> **EXERCISE DESCRIPTION**
Reproduce the passage about Court's path from the farm to Japan word for word, starting at the words "program and decided" and stopping after "yen for teaching!".

He studied hard at school as he felt that good grades could free him
from the farm. “I was motivated to get out of home. I didn’t want to be
the 30 year old showing up at local football games.”
Already a wordsmith, he enrolled at university to study journalism but
found he hated it from day one! He transferred to a Jesuit college where
he studied Philosophy for four years, and avoided evening mass for the
same period of time. Part of the reason that philosophy attracted him
was its inherently nebulous nature. “The farm had turned me off
practical things.” The other reason was an innate ‘need’ to avoid
‘selling out’ to the accepted cultural norm of the day: “The house in
the suburbs, the wife and family and the nine to five daily grind.”
As his four year BA course, majoring in Philosophy, came to a close, he
noticed a poster on campus for the Japanese English Teaching (JET)
program and decided to look into it. Up till that time he had never been
overseas and did not even have a passport. However, with his hot off the
presses BA and travel documents he found himself flying business class
to Japan. “I was 22 years old and felt like I’d won the lottery!”
The JET experience dropped him into the Japanese countryside, where
nobody spoke English. This was total immersion for Court. He was the
only foreigner and he had to pick up the basics or starve. He more than
survived, and after two years decided that he should get some recognized
qualifications in Japanese, to add to his BA, so spent the next two
years in Tokyo taking a Masters degree in Japanese. As Tokyo is an
expensive city, he continued part-time teaching to pay the bills. This
was teaching for a yen, rather than a yen for teaching!

> **SUPPLIED INFORMATION**
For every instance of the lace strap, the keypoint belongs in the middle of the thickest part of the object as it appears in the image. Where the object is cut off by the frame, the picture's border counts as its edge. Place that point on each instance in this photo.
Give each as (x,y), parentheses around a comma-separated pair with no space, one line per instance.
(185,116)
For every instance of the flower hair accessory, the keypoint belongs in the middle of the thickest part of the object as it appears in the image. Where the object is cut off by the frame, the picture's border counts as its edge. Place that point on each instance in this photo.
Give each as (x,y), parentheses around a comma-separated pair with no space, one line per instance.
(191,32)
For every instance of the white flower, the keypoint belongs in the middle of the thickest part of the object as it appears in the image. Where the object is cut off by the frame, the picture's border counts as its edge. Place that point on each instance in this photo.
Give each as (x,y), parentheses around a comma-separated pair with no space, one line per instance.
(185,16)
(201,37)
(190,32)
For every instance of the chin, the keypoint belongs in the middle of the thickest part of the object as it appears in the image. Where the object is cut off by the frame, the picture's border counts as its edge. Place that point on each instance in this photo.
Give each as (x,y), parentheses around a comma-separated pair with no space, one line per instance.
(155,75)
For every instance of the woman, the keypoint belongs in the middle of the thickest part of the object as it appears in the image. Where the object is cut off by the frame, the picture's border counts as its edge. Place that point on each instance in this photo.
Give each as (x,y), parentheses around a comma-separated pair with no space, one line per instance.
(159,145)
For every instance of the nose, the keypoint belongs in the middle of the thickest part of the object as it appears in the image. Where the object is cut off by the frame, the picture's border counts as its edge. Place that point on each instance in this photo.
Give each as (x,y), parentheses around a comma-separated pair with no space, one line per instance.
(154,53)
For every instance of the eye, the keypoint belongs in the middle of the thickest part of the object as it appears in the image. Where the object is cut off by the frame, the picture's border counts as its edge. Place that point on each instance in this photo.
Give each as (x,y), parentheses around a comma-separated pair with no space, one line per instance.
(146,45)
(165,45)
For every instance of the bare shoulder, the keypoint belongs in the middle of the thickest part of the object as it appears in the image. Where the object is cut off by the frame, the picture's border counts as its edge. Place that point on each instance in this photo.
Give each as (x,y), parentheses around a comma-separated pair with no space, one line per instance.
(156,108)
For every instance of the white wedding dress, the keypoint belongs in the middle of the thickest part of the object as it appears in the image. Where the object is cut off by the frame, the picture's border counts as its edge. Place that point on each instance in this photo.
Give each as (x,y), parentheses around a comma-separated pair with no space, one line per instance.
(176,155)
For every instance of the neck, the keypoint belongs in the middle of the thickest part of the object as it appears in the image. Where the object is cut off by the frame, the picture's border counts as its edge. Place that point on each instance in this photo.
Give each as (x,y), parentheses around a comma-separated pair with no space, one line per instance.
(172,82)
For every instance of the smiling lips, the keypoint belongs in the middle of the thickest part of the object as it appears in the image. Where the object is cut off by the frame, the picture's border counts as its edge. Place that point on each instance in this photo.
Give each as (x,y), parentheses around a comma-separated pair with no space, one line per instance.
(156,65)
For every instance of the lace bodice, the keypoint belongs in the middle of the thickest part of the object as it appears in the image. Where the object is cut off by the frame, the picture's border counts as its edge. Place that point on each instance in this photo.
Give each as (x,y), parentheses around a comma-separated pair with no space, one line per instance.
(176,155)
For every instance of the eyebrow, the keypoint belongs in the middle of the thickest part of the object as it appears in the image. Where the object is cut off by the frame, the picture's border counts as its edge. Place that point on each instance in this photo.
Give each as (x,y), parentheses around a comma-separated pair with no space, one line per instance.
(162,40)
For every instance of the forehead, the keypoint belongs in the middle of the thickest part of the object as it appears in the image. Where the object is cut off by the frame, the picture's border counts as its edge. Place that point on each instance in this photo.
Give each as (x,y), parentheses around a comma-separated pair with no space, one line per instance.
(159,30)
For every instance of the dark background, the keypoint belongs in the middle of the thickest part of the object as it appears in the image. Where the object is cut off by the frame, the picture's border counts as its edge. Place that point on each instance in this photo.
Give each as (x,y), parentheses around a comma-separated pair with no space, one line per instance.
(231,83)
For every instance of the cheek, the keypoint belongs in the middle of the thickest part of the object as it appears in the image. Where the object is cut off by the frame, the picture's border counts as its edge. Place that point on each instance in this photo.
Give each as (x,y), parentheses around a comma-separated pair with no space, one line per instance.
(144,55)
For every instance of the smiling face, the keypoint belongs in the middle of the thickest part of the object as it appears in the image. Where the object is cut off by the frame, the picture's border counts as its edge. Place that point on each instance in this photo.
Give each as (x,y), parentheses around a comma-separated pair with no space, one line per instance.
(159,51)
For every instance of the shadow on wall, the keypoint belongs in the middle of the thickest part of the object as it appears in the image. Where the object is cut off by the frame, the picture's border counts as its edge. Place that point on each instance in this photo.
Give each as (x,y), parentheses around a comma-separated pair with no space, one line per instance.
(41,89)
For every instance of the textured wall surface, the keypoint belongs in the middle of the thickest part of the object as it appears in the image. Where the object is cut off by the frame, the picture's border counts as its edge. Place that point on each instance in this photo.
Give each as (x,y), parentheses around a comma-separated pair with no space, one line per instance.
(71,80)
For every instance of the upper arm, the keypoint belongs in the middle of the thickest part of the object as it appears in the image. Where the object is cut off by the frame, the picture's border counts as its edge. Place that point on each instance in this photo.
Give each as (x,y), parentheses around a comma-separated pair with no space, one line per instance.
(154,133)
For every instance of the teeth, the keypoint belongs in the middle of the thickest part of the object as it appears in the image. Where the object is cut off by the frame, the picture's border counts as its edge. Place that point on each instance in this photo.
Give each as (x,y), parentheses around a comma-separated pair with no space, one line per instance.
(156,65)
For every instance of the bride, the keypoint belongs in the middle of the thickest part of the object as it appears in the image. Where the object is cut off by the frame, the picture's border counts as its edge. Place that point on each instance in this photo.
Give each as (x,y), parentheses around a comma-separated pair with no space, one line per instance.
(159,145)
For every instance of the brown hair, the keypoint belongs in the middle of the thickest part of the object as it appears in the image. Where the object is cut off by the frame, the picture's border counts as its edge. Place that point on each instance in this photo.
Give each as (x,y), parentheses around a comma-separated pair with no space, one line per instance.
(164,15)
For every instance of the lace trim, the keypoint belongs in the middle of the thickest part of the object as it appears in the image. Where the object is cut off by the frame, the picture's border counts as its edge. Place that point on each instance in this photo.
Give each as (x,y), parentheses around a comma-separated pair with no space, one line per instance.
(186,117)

> **WRITTEN ANSWER**
program and decided to look into it. Up till that time he had never been
overseas and did not even have a passport. However, with his hot off the
presses BA and travel documents he found himself flying business class
to Japan. “I was 22 years old and felt like I’d won the lottery!”
The JET experience dropped him into the Japanese countryside, where
nobody spoke English. This was total immersion for Court. He was the
only foreigner and he had to pick up the basics or starve. He more than
survived, and after two years decided that he should get some recognized
qualifications in Japanese, to add to his BA, so spent the next two
years in Tokyo taking a Masters degree in Japanese. As Tokyo is an
expensive city, he continued part-time teaching to pay the bills. This
was teaching for a yen, rather than a yen for teaching!